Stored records
--------------------

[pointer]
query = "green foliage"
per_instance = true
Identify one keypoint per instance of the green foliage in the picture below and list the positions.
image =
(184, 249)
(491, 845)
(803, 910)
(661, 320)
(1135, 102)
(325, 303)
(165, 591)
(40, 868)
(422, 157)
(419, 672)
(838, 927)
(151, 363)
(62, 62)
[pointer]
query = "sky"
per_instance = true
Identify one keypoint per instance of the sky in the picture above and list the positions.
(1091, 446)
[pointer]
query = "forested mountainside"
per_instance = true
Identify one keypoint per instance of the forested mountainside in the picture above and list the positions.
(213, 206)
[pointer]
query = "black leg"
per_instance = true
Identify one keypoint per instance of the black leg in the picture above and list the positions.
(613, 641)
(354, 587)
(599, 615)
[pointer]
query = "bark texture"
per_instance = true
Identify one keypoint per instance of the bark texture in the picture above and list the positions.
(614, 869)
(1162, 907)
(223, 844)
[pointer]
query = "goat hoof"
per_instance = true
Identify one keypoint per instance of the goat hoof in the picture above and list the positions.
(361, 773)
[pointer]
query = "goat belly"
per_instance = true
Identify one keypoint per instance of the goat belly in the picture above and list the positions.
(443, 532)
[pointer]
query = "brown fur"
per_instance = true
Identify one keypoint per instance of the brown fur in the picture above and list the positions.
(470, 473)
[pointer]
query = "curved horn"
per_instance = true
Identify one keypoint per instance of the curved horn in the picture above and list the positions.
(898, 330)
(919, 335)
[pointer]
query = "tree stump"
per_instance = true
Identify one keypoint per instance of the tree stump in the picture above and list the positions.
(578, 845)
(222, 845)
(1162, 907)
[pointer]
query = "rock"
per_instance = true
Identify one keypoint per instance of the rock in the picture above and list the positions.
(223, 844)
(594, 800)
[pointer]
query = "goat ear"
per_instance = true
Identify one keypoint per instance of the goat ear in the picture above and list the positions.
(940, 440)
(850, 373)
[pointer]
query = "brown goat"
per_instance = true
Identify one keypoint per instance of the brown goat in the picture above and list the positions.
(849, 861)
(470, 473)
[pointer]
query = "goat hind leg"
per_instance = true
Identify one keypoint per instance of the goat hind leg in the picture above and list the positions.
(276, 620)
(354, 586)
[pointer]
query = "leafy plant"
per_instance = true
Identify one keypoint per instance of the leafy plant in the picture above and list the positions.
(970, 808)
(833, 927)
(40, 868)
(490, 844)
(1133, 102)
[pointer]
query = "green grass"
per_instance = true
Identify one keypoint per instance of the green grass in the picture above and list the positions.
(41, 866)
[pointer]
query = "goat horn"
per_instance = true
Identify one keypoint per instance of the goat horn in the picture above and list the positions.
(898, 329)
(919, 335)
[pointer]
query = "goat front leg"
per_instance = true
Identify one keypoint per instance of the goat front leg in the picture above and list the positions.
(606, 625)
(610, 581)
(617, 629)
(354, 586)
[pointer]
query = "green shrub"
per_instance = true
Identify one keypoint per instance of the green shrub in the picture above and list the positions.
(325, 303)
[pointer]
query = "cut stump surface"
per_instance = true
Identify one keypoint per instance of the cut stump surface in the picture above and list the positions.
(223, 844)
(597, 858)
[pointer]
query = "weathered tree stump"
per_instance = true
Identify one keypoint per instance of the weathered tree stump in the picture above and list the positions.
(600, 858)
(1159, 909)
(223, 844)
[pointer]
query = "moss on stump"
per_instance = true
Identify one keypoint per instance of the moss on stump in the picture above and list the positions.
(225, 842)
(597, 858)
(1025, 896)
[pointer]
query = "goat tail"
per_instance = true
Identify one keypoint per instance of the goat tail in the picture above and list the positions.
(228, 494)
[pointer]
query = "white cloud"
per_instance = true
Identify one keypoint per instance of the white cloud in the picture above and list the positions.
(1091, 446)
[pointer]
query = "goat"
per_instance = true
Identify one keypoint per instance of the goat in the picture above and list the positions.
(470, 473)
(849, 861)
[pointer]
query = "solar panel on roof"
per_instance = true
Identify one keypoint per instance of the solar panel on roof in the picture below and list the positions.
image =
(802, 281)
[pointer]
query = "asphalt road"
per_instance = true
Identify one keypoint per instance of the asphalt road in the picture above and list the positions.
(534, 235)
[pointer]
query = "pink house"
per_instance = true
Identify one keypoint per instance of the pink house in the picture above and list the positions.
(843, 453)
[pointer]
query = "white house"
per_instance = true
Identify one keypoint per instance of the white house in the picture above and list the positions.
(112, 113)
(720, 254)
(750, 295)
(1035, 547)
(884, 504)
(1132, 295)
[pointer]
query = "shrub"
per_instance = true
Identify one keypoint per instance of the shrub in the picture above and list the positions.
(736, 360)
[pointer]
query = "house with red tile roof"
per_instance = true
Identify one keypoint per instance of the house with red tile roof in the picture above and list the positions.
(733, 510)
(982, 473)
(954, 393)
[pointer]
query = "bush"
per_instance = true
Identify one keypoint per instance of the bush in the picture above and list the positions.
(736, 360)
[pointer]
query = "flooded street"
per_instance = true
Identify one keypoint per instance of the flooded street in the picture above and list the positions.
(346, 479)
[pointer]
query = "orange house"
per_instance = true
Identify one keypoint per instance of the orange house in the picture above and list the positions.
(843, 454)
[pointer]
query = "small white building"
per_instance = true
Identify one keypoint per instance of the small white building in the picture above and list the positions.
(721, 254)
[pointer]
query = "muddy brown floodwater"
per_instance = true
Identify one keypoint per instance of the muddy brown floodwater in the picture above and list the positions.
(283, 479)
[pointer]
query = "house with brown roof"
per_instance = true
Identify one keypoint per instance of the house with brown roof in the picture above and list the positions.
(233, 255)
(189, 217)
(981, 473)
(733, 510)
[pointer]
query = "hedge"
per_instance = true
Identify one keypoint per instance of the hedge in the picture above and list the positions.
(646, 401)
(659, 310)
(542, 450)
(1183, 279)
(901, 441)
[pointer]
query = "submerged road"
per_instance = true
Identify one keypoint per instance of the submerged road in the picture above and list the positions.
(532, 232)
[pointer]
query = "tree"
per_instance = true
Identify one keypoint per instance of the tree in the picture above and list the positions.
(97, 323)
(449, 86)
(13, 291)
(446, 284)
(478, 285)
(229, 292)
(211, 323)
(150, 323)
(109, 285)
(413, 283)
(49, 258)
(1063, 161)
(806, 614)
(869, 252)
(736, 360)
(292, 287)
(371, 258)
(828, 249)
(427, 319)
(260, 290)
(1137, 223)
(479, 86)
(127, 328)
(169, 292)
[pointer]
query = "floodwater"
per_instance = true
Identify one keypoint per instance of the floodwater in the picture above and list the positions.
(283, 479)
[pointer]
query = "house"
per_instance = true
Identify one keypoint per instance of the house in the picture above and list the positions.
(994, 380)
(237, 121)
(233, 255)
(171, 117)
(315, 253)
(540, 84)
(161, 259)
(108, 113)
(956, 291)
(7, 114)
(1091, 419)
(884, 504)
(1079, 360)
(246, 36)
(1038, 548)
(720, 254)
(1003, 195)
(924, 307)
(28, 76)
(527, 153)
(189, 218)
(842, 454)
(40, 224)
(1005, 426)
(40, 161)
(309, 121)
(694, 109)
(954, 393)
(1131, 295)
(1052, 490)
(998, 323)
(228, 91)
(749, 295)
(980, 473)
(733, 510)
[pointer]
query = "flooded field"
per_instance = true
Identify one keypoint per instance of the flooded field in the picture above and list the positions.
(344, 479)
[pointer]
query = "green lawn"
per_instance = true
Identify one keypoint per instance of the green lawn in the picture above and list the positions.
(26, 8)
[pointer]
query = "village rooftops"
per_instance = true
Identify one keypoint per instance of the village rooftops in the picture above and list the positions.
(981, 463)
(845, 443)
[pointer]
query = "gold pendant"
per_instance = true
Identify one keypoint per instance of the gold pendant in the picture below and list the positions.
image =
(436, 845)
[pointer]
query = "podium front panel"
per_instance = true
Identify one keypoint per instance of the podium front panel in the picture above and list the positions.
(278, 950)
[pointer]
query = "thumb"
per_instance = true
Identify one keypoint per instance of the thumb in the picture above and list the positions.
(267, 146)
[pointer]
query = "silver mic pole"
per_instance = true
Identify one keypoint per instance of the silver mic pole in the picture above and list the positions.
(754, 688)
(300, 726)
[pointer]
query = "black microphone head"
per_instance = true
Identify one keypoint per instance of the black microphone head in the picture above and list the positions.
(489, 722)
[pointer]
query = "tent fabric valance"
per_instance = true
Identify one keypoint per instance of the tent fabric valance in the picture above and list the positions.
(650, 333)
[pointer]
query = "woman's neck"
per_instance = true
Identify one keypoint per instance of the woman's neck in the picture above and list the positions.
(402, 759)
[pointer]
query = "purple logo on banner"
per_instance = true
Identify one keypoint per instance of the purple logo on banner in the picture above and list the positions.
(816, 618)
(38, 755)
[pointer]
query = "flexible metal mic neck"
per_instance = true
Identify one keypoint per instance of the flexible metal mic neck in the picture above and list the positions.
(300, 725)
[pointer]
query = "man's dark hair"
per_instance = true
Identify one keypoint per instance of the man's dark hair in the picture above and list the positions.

--------------------

-- DIRECTION --
Count the lines in the records that contain the string "black", and give only that number.

-- FULL OUTPUT --
4